YOUR OBJECTIVE:
Lines holding the string "fruit" are the ones to copy; find them all in the data.

Collected data:
------------------------------------------------------------

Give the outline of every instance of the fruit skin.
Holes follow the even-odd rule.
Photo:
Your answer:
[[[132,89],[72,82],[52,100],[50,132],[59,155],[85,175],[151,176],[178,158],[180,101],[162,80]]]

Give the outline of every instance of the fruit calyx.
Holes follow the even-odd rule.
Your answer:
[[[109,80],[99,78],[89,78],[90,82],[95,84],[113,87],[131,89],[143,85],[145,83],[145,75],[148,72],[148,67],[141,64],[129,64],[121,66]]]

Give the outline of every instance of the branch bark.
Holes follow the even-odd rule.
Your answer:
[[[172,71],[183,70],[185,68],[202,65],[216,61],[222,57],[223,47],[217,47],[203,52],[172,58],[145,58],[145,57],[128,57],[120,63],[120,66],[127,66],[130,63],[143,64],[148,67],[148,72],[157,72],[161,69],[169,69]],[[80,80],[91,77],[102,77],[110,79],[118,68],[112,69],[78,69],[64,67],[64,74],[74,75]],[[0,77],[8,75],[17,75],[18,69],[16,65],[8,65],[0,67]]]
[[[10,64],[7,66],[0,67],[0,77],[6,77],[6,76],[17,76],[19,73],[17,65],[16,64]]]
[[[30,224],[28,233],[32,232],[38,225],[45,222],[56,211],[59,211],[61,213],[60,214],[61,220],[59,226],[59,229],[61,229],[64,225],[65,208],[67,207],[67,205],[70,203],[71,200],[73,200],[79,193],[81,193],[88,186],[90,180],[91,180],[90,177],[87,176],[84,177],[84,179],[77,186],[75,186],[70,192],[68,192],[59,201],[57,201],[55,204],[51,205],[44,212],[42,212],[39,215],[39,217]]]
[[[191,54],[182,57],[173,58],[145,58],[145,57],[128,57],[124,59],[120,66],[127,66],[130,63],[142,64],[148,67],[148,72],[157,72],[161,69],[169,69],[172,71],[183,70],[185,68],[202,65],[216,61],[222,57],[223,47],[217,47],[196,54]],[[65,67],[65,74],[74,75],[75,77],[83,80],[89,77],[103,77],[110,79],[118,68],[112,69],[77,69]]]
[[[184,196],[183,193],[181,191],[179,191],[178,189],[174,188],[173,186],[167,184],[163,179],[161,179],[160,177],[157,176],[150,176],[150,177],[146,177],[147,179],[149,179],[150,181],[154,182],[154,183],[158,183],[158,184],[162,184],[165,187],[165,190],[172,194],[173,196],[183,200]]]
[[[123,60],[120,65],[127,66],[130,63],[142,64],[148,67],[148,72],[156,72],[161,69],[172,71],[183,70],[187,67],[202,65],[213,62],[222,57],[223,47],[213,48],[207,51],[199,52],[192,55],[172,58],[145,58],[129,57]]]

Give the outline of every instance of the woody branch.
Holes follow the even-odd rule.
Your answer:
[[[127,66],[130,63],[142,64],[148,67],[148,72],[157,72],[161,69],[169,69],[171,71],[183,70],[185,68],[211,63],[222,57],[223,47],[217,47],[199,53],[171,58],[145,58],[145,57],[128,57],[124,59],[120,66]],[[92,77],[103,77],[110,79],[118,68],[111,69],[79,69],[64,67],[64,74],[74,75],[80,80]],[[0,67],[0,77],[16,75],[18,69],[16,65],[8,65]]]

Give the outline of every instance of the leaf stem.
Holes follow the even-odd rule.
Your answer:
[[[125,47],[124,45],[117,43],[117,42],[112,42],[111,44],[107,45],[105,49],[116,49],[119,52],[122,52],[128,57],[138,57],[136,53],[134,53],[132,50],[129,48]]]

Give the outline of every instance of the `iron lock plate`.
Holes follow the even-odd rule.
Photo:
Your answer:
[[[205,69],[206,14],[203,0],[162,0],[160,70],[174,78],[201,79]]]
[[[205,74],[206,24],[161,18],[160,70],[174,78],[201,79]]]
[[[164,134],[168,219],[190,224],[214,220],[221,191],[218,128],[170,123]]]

------------------------------------------------------------

WRITTEN RESPONSE:
Give the outline of every instance of the fruit skin.
Give the outline of every instance of the fruit calyx.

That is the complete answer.